Do this
Rewrite the entries below with "top-left and bottom-right corners" swapped for "upper-left and lower-right corners" everywhere it occurs, keeping every other line and character the same. Omit the pictures from your answer.

Bounding box annotation entries
────────

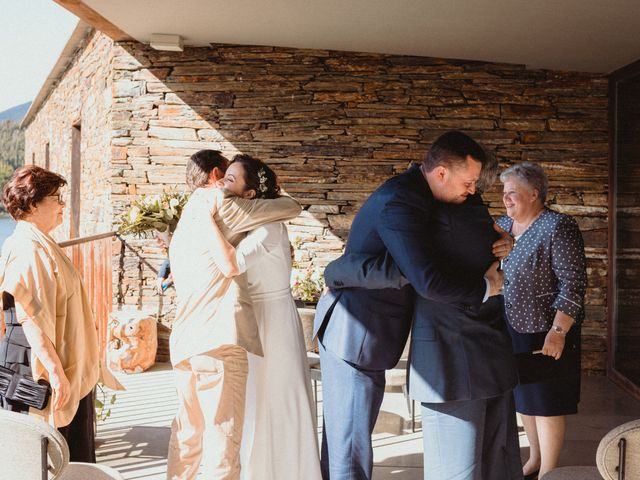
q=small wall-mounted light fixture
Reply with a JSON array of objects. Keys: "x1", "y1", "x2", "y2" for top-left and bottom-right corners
[{"x1": 149, "y1": 33, "x2": 184, "y2": 52}]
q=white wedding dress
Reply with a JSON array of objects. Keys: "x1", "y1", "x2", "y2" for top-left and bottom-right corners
[{"x1": 236, "y1": 223, "x2": 321, "y2": 480}]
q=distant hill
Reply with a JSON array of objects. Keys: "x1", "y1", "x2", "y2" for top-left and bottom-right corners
[{"x1": 0, "y1": 102, "x2": 31, "y2": 122}]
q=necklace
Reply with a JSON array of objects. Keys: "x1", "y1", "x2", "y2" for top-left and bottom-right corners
[{"x1": 511, "y1": 208, "x2": 544, "y2": 237}]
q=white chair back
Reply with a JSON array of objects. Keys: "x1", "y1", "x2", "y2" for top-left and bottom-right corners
[
  {"x1": 596, "y1": 420, "x2": 640, "y2": 480},
  {"x1": 0, "y1": 410, "x2": 123, "y2": 480},
  {"x1": 0, "y1": 410, "x2": 69, "y2": 479}
]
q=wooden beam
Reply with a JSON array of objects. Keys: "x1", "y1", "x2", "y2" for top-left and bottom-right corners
[{"x1": 53, "y1": 0, "x2": 134, "y2": 42}]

────────

Output of the task
q=small wall-mounted light fixture
Reply with a JSON array of objects. Keys: "x1", "y1", "x2", "y2" for upper-left and lower-right corners
[{"x1": 149, "y1": 33, "x2": 184, "y2": 52}]
q=white wedding dress
Reply with a JSON array of objects. Keys: "x1", "y1", "x2", "y2" for upper-left and lower-right corners
[{"x1": 236, "y1": 223, "x2": 321, "y2": 480}]
q=distant hill
Reply with a JSON array of objects. Keys: "x1", "y1", "x2", "y2" for upper-left and lower-right corners
[{"x1": 0, "y1": 102, "x2": 31, "y2": 122}]
q=necklace
Reply with a JSON array of objects. Keys: "x1", "y1", "x2", "y2" for upper-left and lower-right corners
[{"x1": 511, "y1": 208, "x2": 544, "y2": 237}]
q=white chair back
Reply with a JSON array of objects. Keys: "x1", "y1", "x2", "y2" for upper-left and lower-right corners
[
  {"x1": 596, "y1": 420, "x2": 640, "y2": 480},
  {"x1": 0, "y1": 410, "x2": 123, "y2": 480},
  {"x1": 0, "y1": 410, "x2": 69, "y2": 479}
]
q=wooden beam
Reply with a JSON array of objects. Keys: "x1", "y1", "x2", "y2" for upper-left and lower-right corners
[{"x1": 53, "y1": 0, "x2": 134, "y2": 42}]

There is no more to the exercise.